Copy out every line of the material, requests included, and shift each polygon coordinate in the answers by adding 30 to it.

[Records from a data collection]
<<<<

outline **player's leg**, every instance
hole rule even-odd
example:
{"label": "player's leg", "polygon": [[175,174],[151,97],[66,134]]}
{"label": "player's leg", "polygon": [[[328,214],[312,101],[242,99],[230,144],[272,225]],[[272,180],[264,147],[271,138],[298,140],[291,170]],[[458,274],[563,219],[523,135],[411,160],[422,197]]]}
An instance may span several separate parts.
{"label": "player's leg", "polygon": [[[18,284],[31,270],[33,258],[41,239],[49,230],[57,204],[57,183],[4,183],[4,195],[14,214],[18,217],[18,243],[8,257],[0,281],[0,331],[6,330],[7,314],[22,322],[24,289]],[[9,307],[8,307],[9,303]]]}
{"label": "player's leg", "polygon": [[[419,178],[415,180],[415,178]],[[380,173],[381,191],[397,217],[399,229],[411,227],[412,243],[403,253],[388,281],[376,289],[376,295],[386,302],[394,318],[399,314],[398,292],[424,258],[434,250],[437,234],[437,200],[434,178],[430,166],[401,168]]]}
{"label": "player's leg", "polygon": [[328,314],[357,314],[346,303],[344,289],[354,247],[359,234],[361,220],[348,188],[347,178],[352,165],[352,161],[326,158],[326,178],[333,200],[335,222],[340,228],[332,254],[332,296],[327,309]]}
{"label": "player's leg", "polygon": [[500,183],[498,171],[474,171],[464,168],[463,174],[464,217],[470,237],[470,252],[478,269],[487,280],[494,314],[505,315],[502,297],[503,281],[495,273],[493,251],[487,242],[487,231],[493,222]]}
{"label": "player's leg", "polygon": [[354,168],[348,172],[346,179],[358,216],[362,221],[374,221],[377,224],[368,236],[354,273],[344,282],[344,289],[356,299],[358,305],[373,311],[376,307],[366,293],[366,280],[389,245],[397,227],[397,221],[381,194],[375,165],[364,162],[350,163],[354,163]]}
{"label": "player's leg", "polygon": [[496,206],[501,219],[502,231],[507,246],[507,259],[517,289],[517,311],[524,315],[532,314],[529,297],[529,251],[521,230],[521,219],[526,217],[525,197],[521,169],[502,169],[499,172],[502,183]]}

>>>>

## THE COMPLETED TASK
outline **player's leg**, every instance
hole rule even-odd
example:
{"label": "player's leg", "polygon": [[175,174],[151,97],[66,134]]}
{"label": "player's leg", "polygon": [[[328,214],[312,101],[242,99],[230,144],[272,225]],[[272,180],[264,147],[271,138],[298,140],[291,170]],[[458,274],[563,219],[523,135],[411,160],[422,197]]]}
An instance may span several separate parts.
{"label": "player's leg", "polygon": [[[48,314],[61,300],[63,288],[71,269],[79,260],[87,234],[87,213],[34,213],[34,225],[44,244],[48,247],[48,273],[38,287],[30,311],[30,361],[36,360],[37,344],[52,352],[54,319]],[[39,337],[38,337],[39,333]]]}
{"label": "player's leg", "polygon": [[[449,208],[445,210],[445,208]],[[410,203],[411,221],[427,247],[429,259],[441,257],[442,273],[433,283],[418,311],[406,319],[406,325],[416,332],[424,348],[429,344],[428,322],[454,288],[464,280],[467,264],[467,230],[464,208],[460,196],[431,198]]]}
{"label": "player's leg", "polygon": [[358,344],[387,344],[376,333],[374,319],[384,277],[389,264],[391,250],[378,218],[377,208],[382,195],[382,191],[356,188],[356,208],[363,230],[365,252],[370,258],[362,284],[362,326],[357,339]]}
{"label": "player's leg", "polygon": [[530,213],[528,201],[504,201],[494,198],[493,204],[494,247],[500,267],[500,282],[508,299],[517,310],[524,344],[535,345],[532,327],[533,311],[525,303],[523,281],[517,272],[517,261],[523,252]]}
{"label": "player's leg", "polygon": [[384,198],[378,202],[376,209],[388,246],[392,251],[404,251],[407,254],[398,266],[384,303],[374,312],[374,319],[386,329],[388,335],[403,341],[406,337],[396,323],[396,310],[419,275],[427,257],[427,251],[411,224],[405,195],[394,192],[380,193],[384,193]]}
{"label": "player's leg", "polygon": [[526,236],[531,249],[532,261],[537,276],[537,289],[547,319],[547,341],[554,345],[562,344],[559,327],[559,281],[551,260],[551,249],[556,247],[555,227],[551,199],[532,199],[529,202],[532,213]]}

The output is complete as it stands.